Can you change "one pin" to "a single pin" throughout the records below, leaving everything else as it is? Leave the pictures out of your version.

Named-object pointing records

## Begin

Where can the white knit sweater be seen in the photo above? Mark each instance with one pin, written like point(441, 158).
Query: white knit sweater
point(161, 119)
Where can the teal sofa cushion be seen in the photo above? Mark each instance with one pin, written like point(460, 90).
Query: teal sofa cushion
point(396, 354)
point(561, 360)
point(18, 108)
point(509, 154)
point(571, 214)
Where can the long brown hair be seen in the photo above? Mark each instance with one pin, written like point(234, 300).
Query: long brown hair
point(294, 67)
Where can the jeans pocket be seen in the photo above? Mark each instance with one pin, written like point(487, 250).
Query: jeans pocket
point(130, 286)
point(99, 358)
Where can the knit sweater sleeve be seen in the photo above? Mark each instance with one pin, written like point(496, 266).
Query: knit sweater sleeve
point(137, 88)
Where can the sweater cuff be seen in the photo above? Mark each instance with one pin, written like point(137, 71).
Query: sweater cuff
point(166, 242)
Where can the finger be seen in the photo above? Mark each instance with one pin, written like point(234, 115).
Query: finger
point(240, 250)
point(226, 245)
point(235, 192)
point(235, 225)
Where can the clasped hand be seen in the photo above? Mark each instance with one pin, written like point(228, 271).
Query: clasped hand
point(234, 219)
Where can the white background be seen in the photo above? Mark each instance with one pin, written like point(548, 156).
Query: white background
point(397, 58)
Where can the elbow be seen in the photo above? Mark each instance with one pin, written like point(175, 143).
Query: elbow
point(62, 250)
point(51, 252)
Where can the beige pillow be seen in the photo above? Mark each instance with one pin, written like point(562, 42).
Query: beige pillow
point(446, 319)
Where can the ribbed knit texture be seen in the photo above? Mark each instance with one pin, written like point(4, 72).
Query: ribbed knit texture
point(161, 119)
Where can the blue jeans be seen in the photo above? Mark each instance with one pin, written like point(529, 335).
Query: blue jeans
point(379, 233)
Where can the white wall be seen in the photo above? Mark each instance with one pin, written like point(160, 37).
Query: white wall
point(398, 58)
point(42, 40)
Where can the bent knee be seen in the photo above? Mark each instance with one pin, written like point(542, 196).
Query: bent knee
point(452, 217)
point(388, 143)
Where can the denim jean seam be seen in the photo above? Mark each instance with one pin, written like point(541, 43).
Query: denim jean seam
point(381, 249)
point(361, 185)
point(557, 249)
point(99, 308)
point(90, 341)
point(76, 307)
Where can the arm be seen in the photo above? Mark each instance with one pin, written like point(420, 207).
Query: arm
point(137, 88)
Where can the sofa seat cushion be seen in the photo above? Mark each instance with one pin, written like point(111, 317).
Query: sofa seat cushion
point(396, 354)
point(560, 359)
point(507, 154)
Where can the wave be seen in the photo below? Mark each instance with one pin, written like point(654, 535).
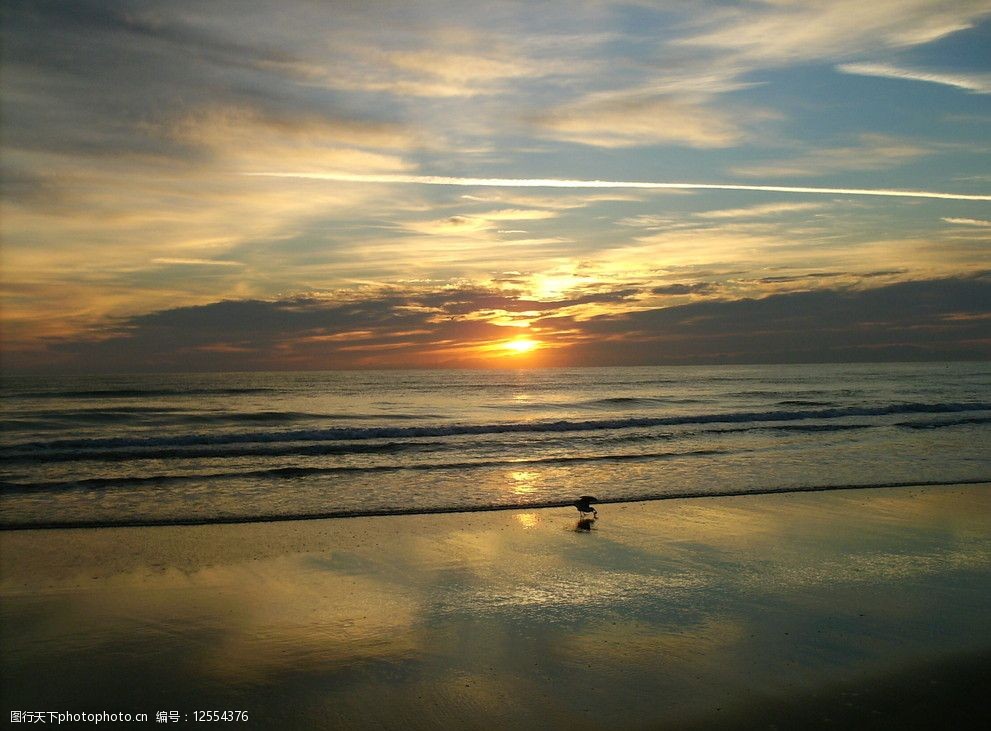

## End

Answer in full
Where can the white knit sweater be seen in the photo above? Mark each instance with a single pin, written like point(441, 158).
Query: white knit sweater
point(161, 119)
Where can the teal sofa cushion be seen in the photo above? Mark each instance with a single pin, written like point(460, 90).
Query: teal sofa cushion
point(396, 354)
point(561, 360)
point(18, 108)
point(509, 154)
point(571, 214)
Where can the long brown hair be seen in the photo above? Mark each instance with a single pin, written like point(234, 300).
Query: long brown hair
point(294, 67)
Where can the jeans pocket be seen in the photo above? Mark each instance with a single pin, written like point(487, 250).
Query: jeans pocket
point(130, 286)
point(99, 358)
Where can the knit sweater sleeve be seen in the photo above? Mark each instance with a single pin, written like point(496, 266).
Query: knit sweater sleeve
point(137, 88)
Where can the sweater cuff be seen in the photo above? Mark each instance with a single pin, written like point(137, 71).
Query: sweater cuff
point(166, 242)
Where can the finger be seen in the photo above? Mark each instance with a single pin, written like point(234, 115).
Query: finger
point(240, 250)
point(226, 245)
point(235, 192)
point(235, 225)
Where can the clasped hand be seen in the photo above? Mark each instance with a single pin, written like point(228, 271).
Query: clasped hand
point(234, 219)
Where can the white background be seen in the photo above? Mark each instance with a single pin, written like point(548, 156).
Query: white background
point(397, 58)
Where can the elbow be seen in the photo above? Mark each instance with a single pin, written like point(175, 143).
Query: elbow
point(62, 250)
point(51, 252)
Where can the beige pillow be seen in the photo above? Mark each instance with a single pin, written like point(562, 42).
Query: beige pillow
point(446, 319)
Where can the ribbed knit texture be seen in the photo above? Mark each instance with a single pin, written like point(4, 72).
Query: ribbed knit texture
point(161, 119)
Where can the blue jeans be seen in the photo above? Mark each instance with a single pin, written like point(529, 335).
Query: blue jeans
point(379, 233)
Where can the white wall be seen in the photo above? Mark each instance with a single pin, written like point(160, 37).
Query: white wall
point(398, 58)
point(42, 40)
Where can the bent knee be seen in the photo above? Mark each instance with a single pin, written like point(542, 196).
Query: bent knee
point(452, 217)
point(388, 143)
Where can the denim jean seam be seen in the photo above? Mark each instance with a single pin, written like point(541, 43).
Query: denim jean seam
point(381, 249)
point(361, 185)
point(557, 249)
point(99, 308)
point(90, 341)
point(76, 307)
Where can the arm be seen in the photo above? Mark each instance with a single pin, written like point(420, 207).
Query: arm
point(137, 88)
Where can the sofa seat cushion be seen in the photo above? Mark each instance with a single pin, written like point(111, 317).
Query: sofa seat cushion
point(396, 354)
point(560, 359)
point(507, 154)
Where can the wave be seen in the photo below? Mark each instance with a single pin, written like point(654, 535).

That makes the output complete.